— start Provided data —

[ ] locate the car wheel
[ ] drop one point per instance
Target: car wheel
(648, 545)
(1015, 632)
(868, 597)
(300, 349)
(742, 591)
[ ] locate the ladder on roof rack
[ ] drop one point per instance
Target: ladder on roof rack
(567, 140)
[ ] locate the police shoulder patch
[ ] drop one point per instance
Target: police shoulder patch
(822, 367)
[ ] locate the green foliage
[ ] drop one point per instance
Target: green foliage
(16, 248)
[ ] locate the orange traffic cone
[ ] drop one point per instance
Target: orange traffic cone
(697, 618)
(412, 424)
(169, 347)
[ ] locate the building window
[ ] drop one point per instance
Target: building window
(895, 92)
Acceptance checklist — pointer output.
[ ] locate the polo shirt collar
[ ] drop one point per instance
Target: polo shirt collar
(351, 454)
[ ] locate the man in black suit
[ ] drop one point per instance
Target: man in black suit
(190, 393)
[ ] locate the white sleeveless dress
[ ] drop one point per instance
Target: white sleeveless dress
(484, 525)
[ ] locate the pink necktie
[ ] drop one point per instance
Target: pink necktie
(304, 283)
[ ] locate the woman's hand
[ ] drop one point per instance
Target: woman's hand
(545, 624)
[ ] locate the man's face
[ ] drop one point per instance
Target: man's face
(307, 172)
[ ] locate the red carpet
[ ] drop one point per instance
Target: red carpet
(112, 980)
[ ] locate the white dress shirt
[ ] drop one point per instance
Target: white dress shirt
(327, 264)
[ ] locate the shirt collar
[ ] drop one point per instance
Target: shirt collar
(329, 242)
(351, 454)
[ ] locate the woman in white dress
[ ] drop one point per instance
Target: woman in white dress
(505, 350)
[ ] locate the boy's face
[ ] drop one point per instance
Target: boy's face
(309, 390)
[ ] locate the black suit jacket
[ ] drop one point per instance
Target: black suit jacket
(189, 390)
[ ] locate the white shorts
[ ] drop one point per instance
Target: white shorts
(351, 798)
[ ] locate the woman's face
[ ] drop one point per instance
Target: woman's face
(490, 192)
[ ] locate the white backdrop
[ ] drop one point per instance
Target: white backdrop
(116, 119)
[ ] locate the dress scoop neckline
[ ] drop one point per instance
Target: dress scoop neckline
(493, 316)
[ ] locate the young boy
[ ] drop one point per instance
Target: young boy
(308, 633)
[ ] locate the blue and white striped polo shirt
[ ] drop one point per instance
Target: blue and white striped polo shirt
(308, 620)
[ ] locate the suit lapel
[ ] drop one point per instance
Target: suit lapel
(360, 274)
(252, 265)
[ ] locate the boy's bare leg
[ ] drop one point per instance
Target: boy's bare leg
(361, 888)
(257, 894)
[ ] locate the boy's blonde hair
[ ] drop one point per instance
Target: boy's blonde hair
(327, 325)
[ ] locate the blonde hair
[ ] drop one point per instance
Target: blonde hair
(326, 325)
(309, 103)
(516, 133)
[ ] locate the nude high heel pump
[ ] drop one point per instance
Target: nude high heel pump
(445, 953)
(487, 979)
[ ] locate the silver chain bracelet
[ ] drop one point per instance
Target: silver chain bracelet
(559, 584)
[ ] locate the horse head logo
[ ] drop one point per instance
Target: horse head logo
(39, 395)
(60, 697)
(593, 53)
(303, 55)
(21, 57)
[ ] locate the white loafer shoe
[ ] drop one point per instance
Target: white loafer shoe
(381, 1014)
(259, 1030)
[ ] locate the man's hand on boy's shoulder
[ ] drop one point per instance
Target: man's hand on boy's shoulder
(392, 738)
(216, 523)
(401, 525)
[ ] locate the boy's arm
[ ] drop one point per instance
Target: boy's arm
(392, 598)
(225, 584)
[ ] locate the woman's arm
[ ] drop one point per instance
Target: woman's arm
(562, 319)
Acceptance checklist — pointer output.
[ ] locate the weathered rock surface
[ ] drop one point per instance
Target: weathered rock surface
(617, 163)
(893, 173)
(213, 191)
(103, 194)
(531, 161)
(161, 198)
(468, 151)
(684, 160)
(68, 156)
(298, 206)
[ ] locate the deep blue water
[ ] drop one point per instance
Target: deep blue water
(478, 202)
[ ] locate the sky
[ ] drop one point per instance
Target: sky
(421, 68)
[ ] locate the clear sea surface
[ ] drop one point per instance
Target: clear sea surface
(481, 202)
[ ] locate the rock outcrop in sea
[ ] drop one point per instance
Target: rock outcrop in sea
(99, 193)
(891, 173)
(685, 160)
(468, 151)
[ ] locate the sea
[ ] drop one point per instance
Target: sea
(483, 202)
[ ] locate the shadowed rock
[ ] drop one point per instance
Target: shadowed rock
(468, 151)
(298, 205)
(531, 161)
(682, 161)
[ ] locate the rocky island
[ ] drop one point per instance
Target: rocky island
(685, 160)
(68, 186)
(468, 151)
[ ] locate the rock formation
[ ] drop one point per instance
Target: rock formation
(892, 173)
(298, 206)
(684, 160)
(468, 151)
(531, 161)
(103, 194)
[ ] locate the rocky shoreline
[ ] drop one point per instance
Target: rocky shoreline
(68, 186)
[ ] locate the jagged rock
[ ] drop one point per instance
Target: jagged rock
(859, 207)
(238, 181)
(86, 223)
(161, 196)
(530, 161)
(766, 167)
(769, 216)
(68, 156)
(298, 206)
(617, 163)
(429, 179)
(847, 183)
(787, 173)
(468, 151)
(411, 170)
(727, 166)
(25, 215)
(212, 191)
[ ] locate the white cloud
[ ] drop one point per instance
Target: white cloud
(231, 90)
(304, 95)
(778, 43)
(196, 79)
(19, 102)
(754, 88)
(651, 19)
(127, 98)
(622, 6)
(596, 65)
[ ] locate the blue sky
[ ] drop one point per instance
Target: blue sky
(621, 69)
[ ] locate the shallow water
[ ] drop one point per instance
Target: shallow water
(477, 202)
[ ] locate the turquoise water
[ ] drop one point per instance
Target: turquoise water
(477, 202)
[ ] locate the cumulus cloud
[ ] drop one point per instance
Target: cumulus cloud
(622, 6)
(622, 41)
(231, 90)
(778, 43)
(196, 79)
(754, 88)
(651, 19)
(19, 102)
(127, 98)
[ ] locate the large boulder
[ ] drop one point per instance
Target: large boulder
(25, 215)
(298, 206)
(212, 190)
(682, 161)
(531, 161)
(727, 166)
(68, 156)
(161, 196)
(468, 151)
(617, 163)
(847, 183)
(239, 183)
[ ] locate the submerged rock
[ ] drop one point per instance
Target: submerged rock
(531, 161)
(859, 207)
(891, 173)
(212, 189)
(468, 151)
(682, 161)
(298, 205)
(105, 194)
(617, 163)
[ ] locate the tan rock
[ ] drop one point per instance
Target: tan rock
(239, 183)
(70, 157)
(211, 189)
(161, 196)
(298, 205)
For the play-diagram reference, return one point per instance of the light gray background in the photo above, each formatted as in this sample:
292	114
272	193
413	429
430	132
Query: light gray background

— end Provided data —

▶ **Task to carry out**
Turn every line of the material above into a Markdown table with the columns Row and Line, one numbered row per line, skipping blank lines.

▶ **Response to the task**
| Row | Line |
|---|---|
| 1 | [ ] locate the car wheel |
| 2 | [ ] drop one point per instance |
| 3 | Target: car wheel |
| 4 | (648, 545) |
| 5 | (1015, 632) |
| 6 | (868, 597) |
| 7 | (300, 349) |
| 8 | (742, 591) |
| 9 | [ ] locate the ladder on roof rack |
| 10 | [ ] drop one point per instance |
| 11 | Target: ladder on roof rack |
| 12 | (567, 140) |
| 13 | [ ] locate the police shoulder patch |
| 14 | [ ] drop one point per instance |
| 15 | Target: police shoulder patch |
| 16 | (822, 367) |
| 17 | [ ] locate the green foliage |
| 18 | [ ] drop one point per instance |
| 19 | Target: green foliage |
| 20 | (16, 248) |
| 21 | [ ] locate the orange traffic cone |
| 22 | [ ] drop one point per instance |
| 23 | Target: orange traffic cone |
| 24 | (697, 618) |
| 25 | (412, 424) |
| 26 | (169, 347) |
| 27 | [ ] locate the building window |
| 28 | [ ] drop one point per instance |
| 29 | Target: building window |
| 30 | (895, 92) |
| 31 | Acceptance checklist — pointer output. |
| 32 | [ ] locate the polo shirt collar |
| 33 | [ ] drop one point per instance |
| 34 | Target: polo shirt collar |
| 35 | (351, 454) |
| 36 | [ ] locate the man in black suit |
| 37 | [ ] drop one point per instance |
| 38 | Target: man in black suit |
| 39 | (190, 393) |
| 40 | [ ] locate the white sleeveless dress |
| 41 | [ ] drop one point per instance |
| 42 | Target: white sleeveless dress |
| 43 | (484, 525) |
| 44 | [ ] locate the pink necktie |
| 45 | [ ] drop one point per instance |
| 46 | Target: pink necktie |
| 47 | (304, 283) |
| 48 | [ ] locate the woman's hand |
| 49 | [ ] drop one point per instance |
| 50 | Target: woman's hand |
| 51 | (545, 624) |
| 52 | [ ] locate the man's face |
| 53 | [ ] drop one point per instance |
| 54 | Target: man's face |
| 55 | (307, 172) |
| 56 | [ ] locate the red carpet |
| 57 | [ ] drop one point per instance |
| 58 | Target: red carpet |
| 59 | (112, 980) |
| 60 | [ ] locate the white dress shirt |
| 61 | [ ] drop one point per instance |
| 62 | Target: white dress shirt |
| 63 | (327, 264) |
| 64 | [ ] locate the shirt collar |
| 65 | [ ] drop one point per instance |
| 66 | Target: shirt collar |
| 67 | (329, 242) |
| 68 | (351, 454) |
| 69 | [ ] locate the woman in white dress |
| 70 | [ ] drop one point per instance |
| 71 | Target: woman in white dress |
| 72 | (505, 350) |
| 73 | [ ] locate the boy's face |
| 74 | [ ] drop one point per instance |
| 75 | Target: boy's face |
| 76 | (309, 390) |
| 77 | [ ] locate the black suit jacket |
| 78 | [ ] drop one point per instance |
| 79 | Target: black suit jacket |
| 80 | (189, 390) |
| 81 | [ ] locate the white shorts |
| 82 | [ ] drop one point per instance |
| 83 | Target: white shorts |
| 84 | (351, 798) |
| 85 | [ ] locate the woman's face |
| 86 | [ ] drop one point per instance |
| 87 | Target: woman's face |
| 88 | (490, 192) |
| 89 | [ ] locate the white backdrop |
| 90 | [ ] drop one point per instance |
| 91 | Target: white backdrop |
| 92 | (116, 119) |
| 93 | [ ] locate the dress scoop neckline |
| 94 | [ ] drop one point per instance |
| 95 | Target: dress scoop neckline |
| 96 | (493, 316) |
| 97 | [ ] locate the young boy |
| 98 | [ ] drop one point per instance |
| 99 | Target: young boy |
| 100 | (308, 633) |
| 101 | [ ] locate the blue and white striped polo shirt |
| 102 | [ ] drop one point per instance |
| 103 | Target: blue and white striped polo shirt |
| 104 | (308, 620) |
| 105 | [ ] locate the suit lapel |
| 106 | [ ] drop one point per instance |
| 107 | Target: suit lapel |
| 108 | (360, 274) |
| 109 | (252, 265) |
| 110 | [ ] locate the boy's bare leg |
| 111 | [ ] drop one point per instance |
| 112 | Target: boy's bare leg |
| 113 | (361, 888) |
| 114 | (257, 894) |
| 115 | [ ] locate the boy's blonde hair |
| 116 | [ ] drop one point per instance |
| 117 | Target: boy's blonde hair |
| 118 | (327, 325) |
| 119 | [ ] locate the blonde hair |
| 120 | [ ] drop one point per instance |
| 121 | Target: blonde hair |
| 122 | (326, 325) |
| 123 | (309, 103) |
| 124 | (516, 133) |
| 125 | [ ] locate the nude high heel pump |
| 126 | [ ] drop one point per instance |
| 127 | Target: nude high heel pump |
| 128 | (445, 953) |
| 129 | (487, 979) |
| 130 | [ ] locate the silver chain bracelet |
| 131 | [ ] drop one point per instance |
| 132 | Target: silver chain bracelet |
| 133 | (559, 584) |
| 134 | [ ] locate the horse head logo |
| 135 | [ ] drop one point per instance |
| 136 | Target: horse head logo |
| 137 | (39, 395) |
| 138 | (60, 697) |
| 139 | (593, 53) |
| 140 | (303, 55) |
| 141 | (21, 57) |
| 142 | [ ] locate the white loafer shoe |
| 143 | [ ] drop one point per instance |
| 144 | Target: white loafer shoe |
| 145 | (381, 1014) |
| 146 | (259, 1030) |
| 147 | [ ] locate the man's hand on boy's shoulder |
| 148 | [ ] drop one point per instance |
| 149 | Target: man's hand on boy's shoulder |
| 150 | (392, 738) |
| 151 | (216, 523) |
| 152 | (401, 525) |
| 153 | [ ] locate the boy's arm |
| 154 | [ ] drop one point per instance |
| 155 | Target: boy's arm |
| 156 | (392, 598) |
| 157 | (225, 584) |
| 158 | [ ] locate the woman's arm |
| 159 | [ ] drop one point per instance |
| 160 | Target: woman's arm |
| 161 | (562, 319) |
| 162 | Acceptance checklist — pointer output. |
| 163 | [ ] locate the weathered rock surface |
| 164 | [ ] drop one point per instance |
| 165 | Target: weathered rock surface |
| 166 | (617, 163) |
| 167 | (893, 173) |
| 168 | (213, 191) |
| 169 | (103, 194) |
| 170 | (531, 161) |
| 171 | (161, 198) |
| 172 | (468, 151) |
| 173 | (684, 160) |
| 174 | (68, 156) |
| 175 | (298, 206) |
| 176 | [ ] locate the deep blue water |
| 177 | [ ] drop one point per instance |
| 178 | Target: deep blue water |
| 179 | (478, 202) |
| 180 | [ ] locate the sky |
| 181 | [ ] drop one point per instance |
| 182 | Target: sky |
| 183 | (421, 68) |
| 184 | [ ] locate the clear sea surface |
| 185 | [ ] drop one point per instance |
| 186 | Target: clear sea surface |
| 187 | (481, 202) |
| 188 | [ ] locate the rock outcrop in sea |
| 189 | [ ] drop one point per instance |
| 190 | Target: rock outcrop in sea |
| 191 | (99, 193) |
| 192 | (891, 173) |
| 193 | (685, 160) |
| 194 | (468, 151) |
| 195 | [ ] locate the sea |
| 196 | [ ] drop one point per instance |
| 197 | Target: sea |
| 198 | (483, 202) |
| 199 | [ ] locate the shadowed rock |
| 200 | [ ] drop one point per instance |
| 201 | Target: shadowed rock |
| 202 | (468, 151) |
| 203 | (298, 205) |
| 204 | (531, 161) |
| 205 | (682, 161) |
| 206 | [ ] locate the rocky island |
| 207 | [ ] drop one point per instance |
| 208 | Target: rocky island |
| 209 | (685, 160) |
| 210 | (68, 186) |
| 211 | (468, 151) |
| 212 | [ ] locate the rock formation |
| 213 | [ ] drop one point per instance |
| 214 | Target: rock formation |
| 215 | (892, 173) |
| 216 | (298, 206) |
| 217 | (684, 160) |
| 218 | (468, 151) |
| 219 | (531, 161) |
| 220 | (103, 194) |
| 221 | [ ] locate the rocky shoreline |
| 222 | [ ] drop one point per instance |
| 223 | Target: rocky shoreline |
| 224 | (68, 186) |
| 225 | [ ] locate the jagged rock |
| 226 | [ ] drop one point per instance |
| 227 | Target: jagged rock |
| 228 | (859, 207) |
| 229 | (238, 181) |
| 230 | (86, 223) |
| 231 | (161, 196) |
| 232 | (530, 161) |
| 233 | (766, 167) |
| 234 | (769, 216) |
| 235 | (68, 156) |
| 236 | (298, 206) |
| 237 | (617, 163) |
| 238 | (429, 179) |
| 239 | (847, 183) |
| 240 | (787, 173) |
| 241 | (468, 151) |
| 242 | (411, 170) |
| 243 | (727, 166) |
| 244 | (25, 215) |
| 245 | (212, 191) |
| 246 | [ ] locate the white cloud |
| 247 | [ ] drop one point per instance |
| 248 | Target: white cloud |
| 249 | (231, 90) |
| 250 | (304, 95) |
| 251 | (778, 43) |
| 252 | (196, 79) |
| 253 | (19, 102) |
| 254 | (754, 88) |
| 255 | (651, 19) |
| 256 | (127, 98) |
| 257 | (622, 6) |
| 258 | (596, 65) |
| 259 | [ ] locate the blue sky |
| 260 | [ ] drop one point per instance |
| 261 | Target: blue sky |
| 262 | (621, 69) |
| 263 | [ ] locate the shallow water |
| 264 | [ ] drop one point per instance |
| 265 | Target: shallow water |
| 266 | (477, 202) |
| 267 | [ ] locate the turquoise water |
| 268 | [ ] drop one point per instance |
| 269 | Target: turquoise water |
| 270 | (477, 202) |
| 271 | [ ] locate the cumulus cloud |
| 272 | [ ] drop one point per instance |
| 273 | Target: cumulus cloud |
| 274 | (622, 6) |
| 275 | (622, 41) |
| 276 | (231, 90) |
| 277 | (778, 43) |
| 278 | (196, 79) |
| 279 | (754, 88) |
| 280 | (651, 19) |
| 281 | (19, 102) |
| 282 | (127, 98) |
| 283 | [ ] locate the large boulder |
| 284 | [ ] drop one point per instance |
| 285 | Target: large boulder |
| 286 | (25, 215) |
| 287 | (298, 206) |
| 288 | (212, 190) |
| 289 | (682, 161) |
| 290 | (531, 161) |
| 291 | (727, 166) |
| 292 | (68, 156) |
| 293 | (161, 196) |
| 294 | (468, 151) |
| 295 | (617, 163) |
| 296 | (847, 183) |
| 297 | (239, 183) |
| 298 | [ ] locate the submerged rock |
| 299 | [ ] drop one point per instance |
| 300 | Target: submerged rock |
| 301 | (531, 161) |
| 302 | (859, 207) |
| 303 | (891, 173) |
| 304 | (212, 189) |
| 305 | (468, 151) |
| 306 | (682, 161) |
| 307 | (298, 205) |
| 308 | (105, 194) |
| 309 | (617, 163) |
| 310 | [ ] locate the tan rock |
| 311 | [ ] drop one point per instance |
| 312 | Target: tan rock |
| 313 | (239, 183) |
| 314 | (70, 157) |
| 315 | (211, 189) |
| 316 | (161, 196) |
| 317 | (298, 205) |
| 318 | For the play-diagram reference, return one point per instance of the light gray background in the photo above, each formatted as in this sample: |
| 319 | 292	114 |
| 320 | 272	193 |
| 321 | 413	429 |
| 322 | 430	132 |
| 323 | Query: light gray background |